• [Texte fourni]
Ce second axe de recherche, largement interdisciplinaire, est beaucoup plus neuf dans les travaux du CEMM et s'insère clairement dans les thématiques du LabEx concernant l'espace et la spatialisation des faits politiques et sociaux (Axe 2 : Espaces de pouvoir et constructions territoriales).
A. Rituels, pratiques, paysages sonores
(Vincent Challet, Gisèle Clément)
Le premier champ de recherche envisagé est consacré aux Paysages sonores en Méditerranée Médiévale (XIIe-XVe siècle). Il s'agit d'étudier certaines modalités d’expression du pouvoir dans l’espace. En effet, cette appropriation de l’espace urbain par les différentes formes de pouvoir ne passe pas seulement par un déploiement physique mais également par le déploiement d’un certain nombre de sons, de cris et de morceaux musicaux dont l’émergence accompagne la mise en forme des grandes cérémonies princières telles que les entrées urbaines, les processions ou les fêtes liturgiques qui ne cessent de prendre de l’ampleur à partir du XIIe siècle. L’ambition d’un tel projet serait donc, en croisant approche scripturaire et musicologique d’une part, expérimentation vocale et instrumentale (archéo-lutherie) de l’autre, de parvenir à une esquisse des paysages sonores qui se déploient dans l’espace des villes médiévales méditerranéennes (et en particulier languedociennes) en prenant comme point d’appui des cérémonies particulières attestées historiquement et en mettant en rapport musicalité et espace urbain ce qui est tout à fait possible dans le cadre de processions urbaines. Une attention particulière sera également portée à la contestation sonore du contrôle que tentent d’imposer les divers pouvoirs sur l’espace urbain. Un tel projet serait mené en collaboration avec le Centre International de Musiques Médiévales, dirigé par Gisèle Clément, qui offre le cadre idéal pour mener à bien de telles expérimentations musicales et en partenariat avec le Master « Valorisation et Médiation des Patrimoines » pour la partie concernant la valorisation de telles expériences.

• [Consigne 1]
Réponds à ces questions sur le texte consacré aux paysages sonores :
(a) Quelle période le champ de recherche sur les paysages sonores couvre-t-il ?
(b) Qui dirige le Centre International de Musiques Médiévales ?
(c) Avec quel Master un partenariat est-il prévu pour la valorisation de ces expériences ?

• [Lignes de données]
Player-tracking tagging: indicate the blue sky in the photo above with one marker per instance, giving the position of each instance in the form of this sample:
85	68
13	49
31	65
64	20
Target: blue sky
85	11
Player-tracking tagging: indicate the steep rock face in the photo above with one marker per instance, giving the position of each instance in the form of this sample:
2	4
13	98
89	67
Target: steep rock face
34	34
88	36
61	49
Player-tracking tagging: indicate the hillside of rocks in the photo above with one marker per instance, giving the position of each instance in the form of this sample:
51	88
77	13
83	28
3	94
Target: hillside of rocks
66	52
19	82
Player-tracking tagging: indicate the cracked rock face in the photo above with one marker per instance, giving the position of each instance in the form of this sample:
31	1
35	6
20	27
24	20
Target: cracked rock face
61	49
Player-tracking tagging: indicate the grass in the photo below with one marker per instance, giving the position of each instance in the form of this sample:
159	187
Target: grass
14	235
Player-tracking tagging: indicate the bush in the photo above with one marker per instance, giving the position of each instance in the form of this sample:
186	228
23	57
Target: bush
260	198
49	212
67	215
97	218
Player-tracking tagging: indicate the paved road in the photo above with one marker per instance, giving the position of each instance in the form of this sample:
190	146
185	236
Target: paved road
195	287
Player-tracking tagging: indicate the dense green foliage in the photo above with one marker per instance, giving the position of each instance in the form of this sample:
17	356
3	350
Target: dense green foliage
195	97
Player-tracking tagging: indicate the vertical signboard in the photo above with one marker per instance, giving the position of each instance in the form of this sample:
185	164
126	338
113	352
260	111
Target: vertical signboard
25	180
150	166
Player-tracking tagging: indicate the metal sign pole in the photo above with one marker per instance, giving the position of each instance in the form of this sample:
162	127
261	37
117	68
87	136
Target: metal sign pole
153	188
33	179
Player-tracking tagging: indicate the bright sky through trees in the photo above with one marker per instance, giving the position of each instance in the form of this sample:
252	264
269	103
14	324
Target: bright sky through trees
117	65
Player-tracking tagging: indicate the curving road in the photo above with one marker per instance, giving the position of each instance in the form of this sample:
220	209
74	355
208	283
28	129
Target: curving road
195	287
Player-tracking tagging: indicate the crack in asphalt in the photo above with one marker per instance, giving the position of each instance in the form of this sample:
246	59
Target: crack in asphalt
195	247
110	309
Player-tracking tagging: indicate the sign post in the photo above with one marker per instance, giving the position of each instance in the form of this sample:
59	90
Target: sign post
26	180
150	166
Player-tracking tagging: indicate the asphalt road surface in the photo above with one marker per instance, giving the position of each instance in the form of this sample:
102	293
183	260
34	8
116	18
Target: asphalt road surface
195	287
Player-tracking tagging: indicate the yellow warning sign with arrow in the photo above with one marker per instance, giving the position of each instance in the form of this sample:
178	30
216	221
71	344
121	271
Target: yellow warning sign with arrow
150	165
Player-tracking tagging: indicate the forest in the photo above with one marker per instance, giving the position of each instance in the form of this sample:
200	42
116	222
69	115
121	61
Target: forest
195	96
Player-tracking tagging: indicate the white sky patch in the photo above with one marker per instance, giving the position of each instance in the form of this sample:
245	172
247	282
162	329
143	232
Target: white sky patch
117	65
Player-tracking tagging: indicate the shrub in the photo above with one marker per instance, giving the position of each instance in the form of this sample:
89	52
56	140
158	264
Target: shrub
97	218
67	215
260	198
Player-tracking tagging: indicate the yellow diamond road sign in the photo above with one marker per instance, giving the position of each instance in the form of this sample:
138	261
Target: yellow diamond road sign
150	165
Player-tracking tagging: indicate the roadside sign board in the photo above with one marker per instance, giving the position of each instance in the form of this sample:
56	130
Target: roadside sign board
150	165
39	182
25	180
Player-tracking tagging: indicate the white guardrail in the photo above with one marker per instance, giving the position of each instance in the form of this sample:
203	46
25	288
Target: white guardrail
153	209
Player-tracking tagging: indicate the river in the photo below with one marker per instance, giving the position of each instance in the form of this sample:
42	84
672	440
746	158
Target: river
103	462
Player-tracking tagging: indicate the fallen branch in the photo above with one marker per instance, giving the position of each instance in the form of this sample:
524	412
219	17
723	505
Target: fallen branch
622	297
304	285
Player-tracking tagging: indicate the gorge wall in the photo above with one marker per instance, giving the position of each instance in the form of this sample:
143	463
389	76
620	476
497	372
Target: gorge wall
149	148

• [Consigne 2]
Réécris les lignes de données à partir de celle qui contient « Player-tracking tagging: indicate the gorge » et jusqu'à la dernière de ces lignes, en remplaçant « gorge wall » par « cliff face », sans rien modifier d'autre.

• [Réponse complète 1]
(a) Du XIIe au XVe siècle.
(b) Gisèle Clément.
(c) Le Master « Valorisation et Médiation des Patrimoines ».

• [Réponse complète 2]
Player-tracking tagging: indicate the cliff face in the photo above with one marker per instance, giving the position of each instance in the form of this sample:
143	463
389	76
620	476
497	372
Target: cliff face
149	148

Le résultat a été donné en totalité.